TEKS YANG DIBERIKAN
Nulis Tanpa Batas

Nulis Tanpa Batas

Perempuan ☺

Selasa, 28 Oktober 2014

Dear, perempuan.

Saya tahu betul rasanya jatuh cinta, sama baiknya seperti yang kamu tahu. Ada debar, percik bahagia, dan bunga-bunga bermekaran di dalam dada. Saya juga tahu bagaimana rasanya kecewa, saat tangis dan luka melebur jadi satu di malam-malam tak berpurnama yang terlanjur kesepian.

sebab cinta membahagiakan, maka sudah seharusnya kita mempertahankan.

Banyak laki-laki tak tahu, bahwa sesungguhnya, dengan memaafkan, perempuan sudah berjuang mengalahkan egonya sendiri.

Hem. Begini begini..

Pernah tidak mengalami pertengkaran hebat, lalu kau menangis sesenggukan, bahkan sampai ketiduran (ini teman saya, sih. Sebut saja namanya Via) atau kau jadi malas berbicara dan inginnya diam saja, malas pula mendengarkan (yang ini teman saya juga, sih. Inisialnya Ula)? Pernah? Nah, di akhir pertengkaran, bertemulah kau dengan momen “maaf-memaafkan” dengan si laki-laki yang ehem, kebetulan kali itu dia yang meminta maaf duluan (tapi memang ngarepnya kan laki-laki duluan ya yang minta maaf? Ngaku!)

Dan kau memaafkan.

Dan itu adalah satu perjuangan.

CUPLIKAN DATA
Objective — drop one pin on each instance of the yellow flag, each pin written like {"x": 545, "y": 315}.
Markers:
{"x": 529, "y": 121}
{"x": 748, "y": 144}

RINCIAN TUGAS
Tulis ulang seluruh teks tentang perempuan dan memaafkan itu, kata demi kata dan lengkap dari baris pertama sampai terakhir, tanpa mengubah apa pun.

JAWABAN BENAR
Nulis Tanpa Batas

Nulis Tanpa Batas

Perempuan ☺

Selasa, 28 Oktober 2014

Dear, perempuan.

Saya tahu betul rasanya jatuh cinta, sama baiknya seperti yang kamu tahu. Ada debar, percik bahagia, dan bunga-bunga bermekaran di dalam dada. Saya juga tahu bagaimana rasanya kecewa, saat tangis dan luka melebur jadi satu di malam-malam tak berpurnama yang terlanjur kesepian.

sebab cinta membahagiakan, maka sudah seharusnya kita mempertahankan.

Banyak laki-laki tak tahu, bahwa sesungguhnya, dengan memaafkan, perempuan sudah berjuang mengalahkan egonya sendiri.

Hem. Begini begini..

Pernah tidak mengalami pertengkaran hebat, lalu kau menangis sesenggukan, bahkan sampai ketiduran (ini teman saya, sih. Sebut saja namanya Via) atau kau jadi malas berbicara dan inginnya diam saja, malas pula mendengarkan (yang ini teman saya juga, sih. Inisialnya Ula)? Pernah? Nah, di akhir pertengkaran, bertemulah kau dengan momen “maaf-memaafkan” dengan si laki-laki yang ehem, kebetulan kali itu dia yang meminta maaf duluan (tapi memang ngarepnya kan laki-laki duluan ya yang minta maaf? Ngaku!)

Dan kau memaafkan.

Dan itu adalah satu perjuangan.